*What the task asks:*
Arrange the part of the rows that opens with the line containing "The client would like the chopped" and closes with the line containing "[116,196,127,209]" as a JSON list of strings, one string per line, leaving out blank lines. Include only these lines.

— START Data provided —

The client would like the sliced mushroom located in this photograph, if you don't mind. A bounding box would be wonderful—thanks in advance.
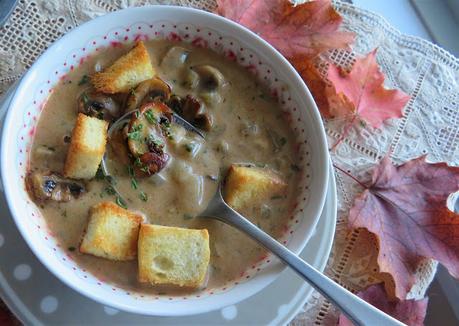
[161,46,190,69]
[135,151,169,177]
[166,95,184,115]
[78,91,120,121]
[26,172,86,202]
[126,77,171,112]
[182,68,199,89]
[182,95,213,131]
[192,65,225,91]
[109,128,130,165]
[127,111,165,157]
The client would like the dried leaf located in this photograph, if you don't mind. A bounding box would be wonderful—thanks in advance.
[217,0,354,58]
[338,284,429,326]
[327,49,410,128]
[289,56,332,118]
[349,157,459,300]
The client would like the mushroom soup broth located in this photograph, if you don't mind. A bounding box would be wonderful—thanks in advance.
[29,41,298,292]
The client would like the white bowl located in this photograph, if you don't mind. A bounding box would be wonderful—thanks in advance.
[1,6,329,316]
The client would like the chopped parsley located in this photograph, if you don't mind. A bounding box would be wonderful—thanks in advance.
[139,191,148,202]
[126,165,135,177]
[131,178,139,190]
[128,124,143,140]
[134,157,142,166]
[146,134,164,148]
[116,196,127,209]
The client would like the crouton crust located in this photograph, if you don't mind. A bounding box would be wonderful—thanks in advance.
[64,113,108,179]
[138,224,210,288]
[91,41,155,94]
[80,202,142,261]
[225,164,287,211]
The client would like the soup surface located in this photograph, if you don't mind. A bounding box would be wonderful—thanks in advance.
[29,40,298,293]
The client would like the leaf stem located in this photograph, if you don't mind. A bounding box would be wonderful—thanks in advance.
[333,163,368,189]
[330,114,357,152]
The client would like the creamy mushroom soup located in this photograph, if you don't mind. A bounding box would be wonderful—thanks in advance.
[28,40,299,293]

— END Data provided —
— START Data provided —

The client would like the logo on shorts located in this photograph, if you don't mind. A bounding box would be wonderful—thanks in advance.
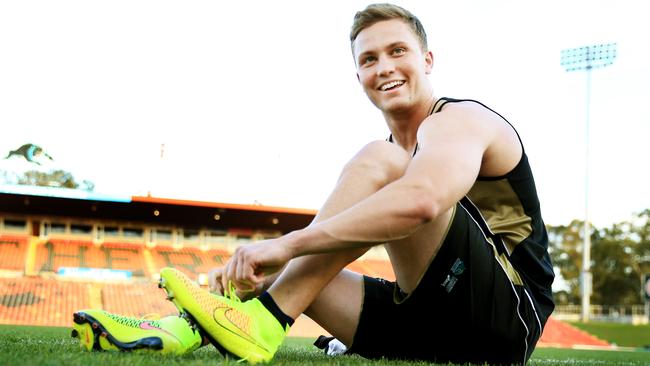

— END Data provided —
— START Data provided —

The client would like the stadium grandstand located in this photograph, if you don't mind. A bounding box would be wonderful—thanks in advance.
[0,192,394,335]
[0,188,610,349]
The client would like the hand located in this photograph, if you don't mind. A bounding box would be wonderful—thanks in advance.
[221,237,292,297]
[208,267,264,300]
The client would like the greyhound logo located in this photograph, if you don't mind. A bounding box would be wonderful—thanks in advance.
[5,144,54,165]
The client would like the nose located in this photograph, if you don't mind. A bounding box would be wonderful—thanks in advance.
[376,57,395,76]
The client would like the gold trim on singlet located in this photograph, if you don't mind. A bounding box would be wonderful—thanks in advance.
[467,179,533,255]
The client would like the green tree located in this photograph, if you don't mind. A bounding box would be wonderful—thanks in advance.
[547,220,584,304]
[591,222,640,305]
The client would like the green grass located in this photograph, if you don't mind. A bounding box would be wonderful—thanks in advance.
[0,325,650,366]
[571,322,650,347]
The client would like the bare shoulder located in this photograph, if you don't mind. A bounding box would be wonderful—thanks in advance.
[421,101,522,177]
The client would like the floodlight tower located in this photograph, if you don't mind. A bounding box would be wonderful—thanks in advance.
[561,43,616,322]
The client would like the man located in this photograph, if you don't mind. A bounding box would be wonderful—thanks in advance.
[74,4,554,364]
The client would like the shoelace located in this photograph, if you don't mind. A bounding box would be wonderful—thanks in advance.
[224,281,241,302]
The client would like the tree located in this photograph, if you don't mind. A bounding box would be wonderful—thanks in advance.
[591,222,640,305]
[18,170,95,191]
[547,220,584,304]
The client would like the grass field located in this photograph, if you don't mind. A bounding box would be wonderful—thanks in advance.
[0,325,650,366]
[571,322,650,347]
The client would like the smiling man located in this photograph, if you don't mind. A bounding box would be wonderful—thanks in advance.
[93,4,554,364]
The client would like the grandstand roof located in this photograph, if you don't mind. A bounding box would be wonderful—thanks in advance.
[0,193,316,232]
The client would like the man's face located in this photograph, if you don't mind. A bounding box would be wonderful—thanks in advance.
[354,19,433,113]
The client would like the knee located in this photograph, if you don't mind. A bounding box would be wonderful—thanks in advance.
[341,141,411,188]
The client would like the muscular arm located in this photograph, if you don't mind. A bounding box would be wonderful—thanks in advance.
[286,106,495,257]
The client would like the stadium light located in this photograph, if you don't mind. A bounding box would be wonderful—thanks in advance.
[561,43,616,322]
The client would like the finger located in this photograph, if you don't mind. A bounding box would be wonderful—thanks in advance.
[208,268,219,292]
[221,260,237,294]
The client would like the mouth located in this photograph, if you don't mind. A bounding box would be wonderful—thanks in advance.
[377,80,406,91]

— END Data provided —

*Answer to the exercise:*
[
  "The client would like the chopped parsley located in this photograph, if you don't mind. A bounding box would be wonderful—thanks in advance.",
  "[139,191,148,202]",
  "[126,165,135,177]",
  "[131,178,139,190]",
  "[128,124,143,140]",
  "[134,157,142,166]",
  "[146,134,164,148]",
  "[116,196,127,209]"
]